Analysts are bullish on Narayana Hrudayalaya initial public offering (IPO) though pricing is considered to be a bit expensive. The last IPO of the year will open on December 17 and close on December 21. Promoted by renowned cardiac surgeon Devi Shetty, the healthcare services major seeks to raise up to Rs 613 crore via the IPO.
The company has fixed the price band between Rs 245 and Rs 250 and includes an offer of sale of up to 2.45 crore equity shares representing 14.04 percent stake in the company by the promoters and other existing shareholders. Kiran Mazumdar Shaw holds 2.3 percent but is not selling via IPO. Post IPO, promoter holding will fall to 62.04 percent from 64.04 percent.
ICICIdirect.com advises to subscribe stating though it thinks valuation is a tad expensive, it is in line with the recent deals in the healthcare industry. It says that Narayana''s calibrated model for establishing and expanding its hospitals has allowed it to achieve a more efficient of capital than many of its peers.
"The company runs its business on an asright model, based on engaging with partners that invest in and own the fixed assets, primarily land and building while it invests and owns the medical equipment. It operates and manages the hospital, typically on a revenue share basis, with or without a minimum revenue guarantee given to its partners," it says in a note.
According to the brokerage, another reason to be positive about the sector is low demand-supply mismatch with a combination of macroeconomic factors (changing demographics, increasing affluence of the Indian population, greater health awareness, rising incomes, changes in the disease profile and rising penetration of health insurance) is likely to lead to an increase in demand for quality healthcare services.
Aditya Birla Money also recommends to subscribe the IPO for long term investors terming it ''one of its kind opportunity''. However, it addscurrent valuation leaves little room for short term investors to play for listing gains. The brokerage states that given experienced management team with a strong execution track record, reputed brand for clinical excellence and ability to attract high quality doctors, Narayana is well-positioned to capture market opportunities and to benefit from the expected growth in the healthcare services market in India.

__Your assignment__. In the article on the Narayana Hrudayalaya IPO, condense the paragraph that begins "The company has fixed the price band" into a short bulleted list that keeps its main facts.

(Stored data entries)
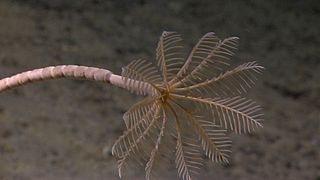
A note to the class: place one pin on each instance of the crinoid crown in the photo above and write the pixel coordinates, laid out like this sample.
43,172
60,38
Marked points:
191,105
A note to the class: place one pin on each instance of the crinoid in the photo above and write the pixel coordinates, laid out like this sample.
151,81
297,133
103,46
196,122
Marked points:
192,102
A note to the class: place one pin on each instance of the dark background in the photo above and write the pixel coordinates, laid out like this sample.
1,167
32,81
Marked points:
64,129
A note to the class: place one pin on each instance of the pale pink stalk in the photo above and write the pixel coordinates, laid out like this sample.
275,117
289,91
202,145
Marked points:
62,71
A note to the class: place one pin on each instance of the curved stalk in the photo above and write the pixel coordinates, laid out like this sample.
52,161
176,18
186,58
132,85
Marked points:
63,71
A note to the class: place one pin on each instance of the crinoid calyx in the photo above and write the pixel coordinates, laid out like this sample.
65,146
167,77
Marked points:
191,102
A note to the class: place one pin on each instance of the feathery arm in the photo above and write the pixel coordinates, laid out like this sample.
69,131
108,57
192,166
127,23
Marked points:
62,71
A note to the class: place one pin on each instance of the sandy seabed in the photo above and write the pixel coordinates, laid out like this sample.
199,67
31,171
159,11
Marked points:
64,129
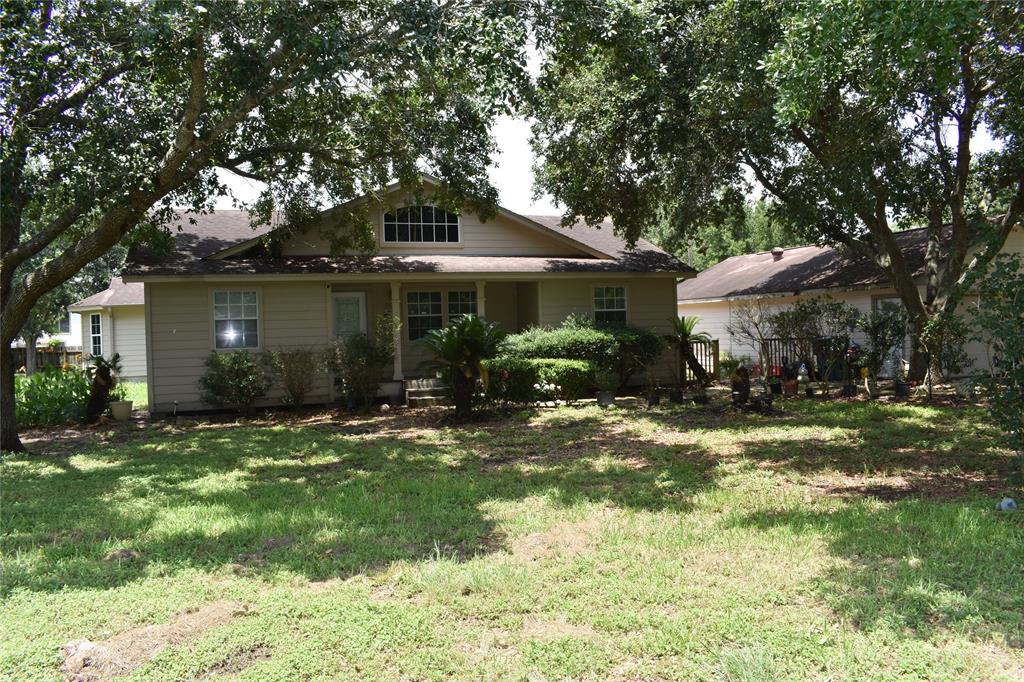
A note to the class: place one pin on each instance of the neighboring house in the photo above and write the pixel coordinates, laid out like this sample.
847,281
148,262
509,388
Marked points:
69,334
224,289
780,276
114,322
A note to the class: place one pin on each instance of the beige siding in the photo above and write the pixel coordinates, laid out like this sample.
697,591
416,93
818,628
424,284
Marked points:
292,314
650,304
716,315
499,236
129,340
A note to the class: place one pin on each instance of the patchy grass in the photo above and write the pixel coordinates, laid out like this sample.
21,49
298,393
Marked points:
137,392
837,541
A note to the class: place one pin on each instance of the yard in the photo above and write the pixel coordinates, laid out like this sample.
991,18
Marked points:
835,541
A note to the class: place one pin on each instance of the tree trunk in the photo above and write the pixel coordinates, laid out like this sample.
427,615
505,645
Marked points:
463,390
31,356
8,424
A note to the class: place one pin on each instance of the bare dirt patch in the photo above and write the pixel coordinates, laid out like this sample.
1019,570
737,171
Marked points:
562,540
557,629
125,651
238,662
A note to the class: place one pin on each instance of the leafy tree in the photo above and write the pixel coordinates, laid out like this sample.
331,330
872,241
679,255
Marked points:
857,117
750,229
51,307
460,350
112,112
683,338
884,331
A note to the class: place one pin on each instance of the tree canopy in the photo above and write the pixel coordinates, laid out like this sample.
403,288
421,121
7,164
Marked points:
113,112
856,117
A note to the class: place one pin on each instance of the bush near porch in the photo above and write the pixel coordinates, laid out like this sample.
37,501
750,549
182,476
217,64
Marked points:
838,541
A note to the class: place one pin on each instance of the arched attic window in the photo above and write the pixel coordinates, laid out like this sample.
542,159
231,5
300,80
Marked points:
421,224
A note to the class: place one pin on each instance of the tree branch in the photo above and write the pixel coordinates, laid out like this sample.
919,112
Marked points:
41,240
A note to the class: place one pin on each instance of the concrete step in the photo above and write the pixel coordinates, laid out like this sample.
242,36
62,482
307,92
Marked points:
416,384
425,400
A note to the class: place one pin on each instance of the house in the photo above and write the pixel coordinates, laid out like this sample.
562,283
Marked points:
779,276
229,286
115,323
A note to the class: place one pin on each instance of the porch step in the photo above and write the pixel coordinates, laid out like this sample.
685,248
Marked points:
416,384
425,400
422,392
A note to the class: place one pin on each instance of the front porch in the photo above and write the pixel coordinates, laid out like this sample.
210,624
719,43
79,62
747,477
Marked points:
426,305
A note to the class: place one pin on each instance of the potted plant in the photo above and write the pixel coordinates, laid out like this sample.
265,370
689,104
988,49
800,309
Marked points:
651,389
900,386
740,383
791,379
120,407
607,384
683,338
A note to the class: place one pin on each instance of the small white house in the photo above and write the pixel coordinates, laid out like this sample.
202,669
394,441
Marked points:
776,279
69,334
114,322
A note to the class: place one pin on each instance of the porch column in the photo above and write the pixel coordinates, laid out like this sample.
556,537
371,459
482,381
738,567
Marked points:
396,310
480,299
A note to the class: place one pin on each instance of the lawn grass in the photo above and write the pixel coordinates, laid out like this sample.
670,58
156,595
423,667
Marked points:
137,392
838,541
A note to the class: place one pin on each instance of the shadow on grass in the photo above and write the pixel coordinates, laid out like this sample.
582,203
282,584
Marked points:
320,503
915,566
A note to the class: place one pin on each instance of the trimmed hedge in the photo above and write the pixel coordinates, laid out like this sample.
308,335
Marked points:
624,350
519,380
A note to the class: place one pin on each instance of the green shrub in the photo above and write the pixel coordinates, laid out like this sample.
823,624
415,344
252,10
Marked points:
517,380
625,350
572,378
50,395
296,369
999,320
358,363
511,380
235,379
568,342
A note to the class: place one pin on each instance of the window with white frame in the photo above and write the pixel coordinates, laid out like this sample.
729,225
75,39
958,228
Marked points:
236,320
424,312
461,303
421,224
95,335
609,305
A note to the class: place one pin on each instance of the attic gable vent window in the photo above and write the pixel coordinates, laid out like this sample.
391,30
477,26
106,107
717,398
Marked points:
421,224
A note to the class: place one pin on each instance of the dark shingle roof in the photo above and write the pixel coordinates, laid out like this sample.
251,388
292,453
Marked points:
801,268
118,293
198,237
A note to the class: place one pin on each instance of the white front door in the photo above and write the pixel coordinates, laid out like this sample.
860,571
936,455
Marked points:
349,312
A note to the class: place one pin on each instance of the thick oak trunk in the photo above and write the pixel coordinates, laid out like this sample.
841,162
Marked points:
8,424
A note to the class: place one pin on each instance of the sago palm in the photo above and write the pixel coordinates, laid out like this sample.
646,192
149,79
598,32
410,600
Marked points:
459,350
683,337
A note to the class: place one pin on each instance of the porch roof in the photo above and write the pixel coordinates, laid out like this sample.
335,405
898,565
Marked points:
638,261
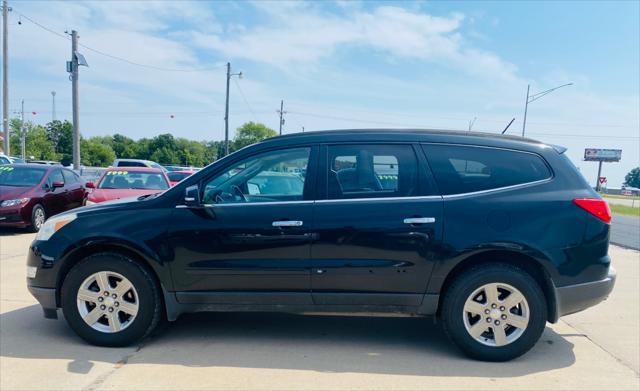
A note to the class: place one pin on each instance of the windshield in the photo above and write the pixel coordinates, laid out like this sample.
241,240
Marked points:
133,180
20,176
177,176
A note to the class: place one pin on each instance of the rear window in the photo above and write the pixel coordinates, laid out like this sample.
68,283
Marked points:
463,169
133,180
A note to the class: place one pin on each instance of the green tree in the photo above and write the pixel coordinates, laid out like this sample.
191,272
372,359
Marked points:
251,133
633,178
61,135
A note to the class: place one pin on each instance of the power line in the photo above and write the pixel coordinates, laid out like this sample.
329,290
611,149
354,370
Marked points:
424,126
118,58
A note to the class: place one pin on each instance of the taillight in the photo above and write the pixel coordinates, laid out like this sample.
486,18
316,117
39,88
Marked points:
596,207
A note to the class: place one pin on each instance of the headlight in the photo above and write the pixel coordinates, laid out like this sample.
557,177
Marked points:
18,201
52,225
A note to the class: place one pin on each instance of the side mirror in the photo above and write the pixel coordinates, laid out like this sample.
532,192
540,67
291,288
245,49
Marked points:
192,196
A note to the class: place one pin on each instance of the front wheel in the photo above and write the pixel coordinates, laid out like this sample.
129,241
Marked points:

--

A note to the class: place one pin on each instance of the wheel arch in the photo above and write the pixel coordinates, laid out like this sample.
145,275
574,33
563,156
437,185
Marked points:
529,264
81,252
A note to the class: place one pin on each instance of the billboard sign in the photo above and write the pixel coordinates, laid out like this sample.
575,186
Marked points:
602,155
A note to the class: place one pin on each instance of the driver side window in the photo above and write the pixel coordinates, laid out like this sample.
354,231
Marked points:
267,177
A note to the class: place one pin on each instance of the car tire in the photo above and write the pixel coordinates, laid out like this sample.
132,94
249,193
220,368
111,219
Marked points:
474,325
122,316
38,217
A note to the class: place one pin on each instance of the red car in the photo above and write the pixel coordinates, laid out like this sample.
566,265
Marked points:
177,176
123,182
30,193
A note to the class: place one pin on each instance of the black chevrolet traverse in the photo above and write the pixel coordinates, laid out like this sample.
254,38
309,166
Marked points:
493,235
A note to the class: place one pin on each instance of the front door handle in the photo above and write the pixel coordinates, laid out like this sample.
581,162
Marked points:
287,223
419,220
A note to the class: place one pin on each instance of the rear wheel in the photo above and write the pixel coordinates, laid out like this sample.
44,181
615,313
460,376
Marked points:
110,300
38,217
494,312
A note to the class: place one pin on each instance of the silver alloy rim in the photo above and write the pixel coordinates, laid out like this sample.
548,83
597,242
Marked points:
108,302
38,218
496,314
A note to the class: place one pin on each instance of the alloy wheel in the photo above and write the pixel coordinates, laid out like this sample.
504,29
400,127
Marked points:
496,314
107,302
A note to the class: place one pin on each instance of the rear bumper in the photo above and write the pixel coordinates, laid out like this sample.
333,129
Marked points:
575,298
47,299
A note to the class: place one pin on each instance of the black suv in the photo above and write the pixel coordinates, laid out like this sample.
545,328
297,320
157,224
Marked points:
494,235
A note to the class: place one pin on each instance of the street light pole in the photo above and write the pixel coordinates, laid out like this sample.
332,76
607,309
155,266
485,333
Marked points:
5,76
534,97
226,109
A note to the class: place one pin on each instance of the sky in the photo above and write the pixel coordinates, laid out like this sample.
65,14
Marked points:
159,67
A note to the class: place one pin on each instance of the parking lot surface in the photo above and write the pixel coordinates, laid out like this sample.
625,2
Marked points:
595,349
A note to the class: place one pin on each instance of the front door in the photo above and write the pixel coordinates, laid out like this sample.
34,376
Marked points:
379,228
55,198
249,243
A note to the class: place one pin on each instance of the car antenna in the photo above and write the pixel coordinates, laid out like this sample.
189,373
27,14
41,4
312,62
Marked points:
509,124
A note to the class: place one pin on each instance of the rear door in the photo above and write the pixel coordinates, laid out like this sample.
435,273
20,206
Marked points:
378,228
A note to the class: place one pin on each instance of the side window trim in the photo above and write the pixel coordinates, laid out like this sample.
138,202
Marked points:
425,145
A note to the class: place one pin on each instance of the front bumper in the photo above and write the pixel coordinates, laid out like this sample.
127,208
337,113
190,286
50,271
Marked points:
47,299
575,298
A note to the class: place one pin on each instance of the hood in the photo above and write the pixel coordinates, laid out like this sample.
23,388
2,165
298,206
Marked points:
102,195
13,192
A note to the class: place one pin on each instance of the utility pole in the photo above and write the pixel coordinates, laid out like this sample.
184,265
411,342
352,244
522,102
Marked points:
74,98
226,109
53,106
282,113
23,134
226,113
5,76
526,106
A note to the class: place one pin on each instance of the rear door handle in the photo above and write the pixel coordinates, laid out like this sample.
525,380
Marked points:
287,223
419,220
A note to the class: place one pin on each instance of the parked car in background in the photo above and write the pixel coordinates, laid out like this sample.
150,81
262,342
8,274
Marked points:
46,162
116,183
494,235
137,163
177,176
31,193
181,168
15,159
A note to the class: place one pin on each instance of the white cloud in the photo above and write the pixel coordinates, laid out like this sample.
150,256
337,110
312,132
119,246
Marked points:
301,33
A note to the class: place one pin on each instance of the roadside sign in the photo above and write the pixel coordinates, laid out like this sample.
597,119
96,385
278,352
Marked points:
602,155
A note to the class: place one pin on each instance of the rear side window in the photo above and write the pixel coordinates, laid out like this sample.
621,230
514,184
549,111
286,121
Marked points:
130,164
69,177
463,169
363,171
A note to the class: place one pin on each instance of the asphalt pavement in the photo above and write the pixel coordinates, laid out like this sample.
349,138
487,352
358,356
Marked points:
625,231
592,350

==

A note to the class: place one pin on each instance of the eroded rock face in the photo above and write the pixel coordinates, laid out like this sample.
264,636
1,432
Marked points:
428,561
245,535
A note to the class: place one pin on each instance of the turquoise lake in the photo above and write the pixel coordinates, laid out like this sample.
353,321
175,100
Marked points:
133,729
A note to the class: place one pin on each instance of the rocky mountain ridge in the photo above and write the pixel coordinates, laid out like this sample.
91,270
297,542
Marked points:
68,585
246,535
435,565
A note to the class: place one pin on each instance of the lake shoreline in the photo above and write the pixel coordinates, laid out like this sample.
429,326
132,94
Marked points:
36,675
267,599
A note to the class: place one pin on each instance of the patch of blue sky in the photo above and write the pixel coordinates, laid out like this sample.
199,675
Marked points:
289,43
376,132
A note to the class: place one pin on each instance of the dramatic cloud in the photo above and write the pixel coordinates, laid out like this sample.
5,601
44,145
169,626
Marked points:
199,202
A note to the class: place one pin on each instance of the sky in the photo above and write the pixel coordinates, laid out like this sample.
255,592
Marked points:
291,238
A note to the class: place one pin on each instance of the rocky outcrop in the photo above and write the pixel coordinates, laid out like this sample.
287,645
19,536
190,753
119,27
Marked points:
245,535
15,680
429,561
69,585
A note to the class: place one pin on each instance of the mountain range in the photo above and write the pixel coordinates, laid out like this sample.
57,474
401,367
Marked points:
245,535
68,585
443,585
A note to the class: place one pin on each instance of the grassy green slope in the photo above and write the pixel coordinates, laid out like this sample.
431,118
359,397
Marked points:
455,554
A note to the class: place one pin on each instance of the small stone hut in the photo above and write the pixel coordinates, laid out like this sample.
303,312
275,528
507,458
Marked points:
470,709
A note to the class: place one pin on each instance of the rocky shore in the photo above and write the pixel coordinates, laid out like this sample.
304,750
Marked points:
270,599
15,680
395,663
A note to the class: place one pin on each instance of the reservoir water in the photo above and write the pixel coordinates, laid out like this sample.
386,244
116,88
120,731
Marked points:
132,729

__Completed exercise__.
- Price band: Rs 245 to Rs 250.
- The offer includes an offer for sale of up to 2.45 crore equity shares, a 14.04 percent stake, by the promoters and other existing shareholders.
- Kiran Mazumdar Shaw holds 2.3 percent and is not selling in the IPO.
- Promoter holding will fall from 64.04 percent to 62.04 percent after the IPO.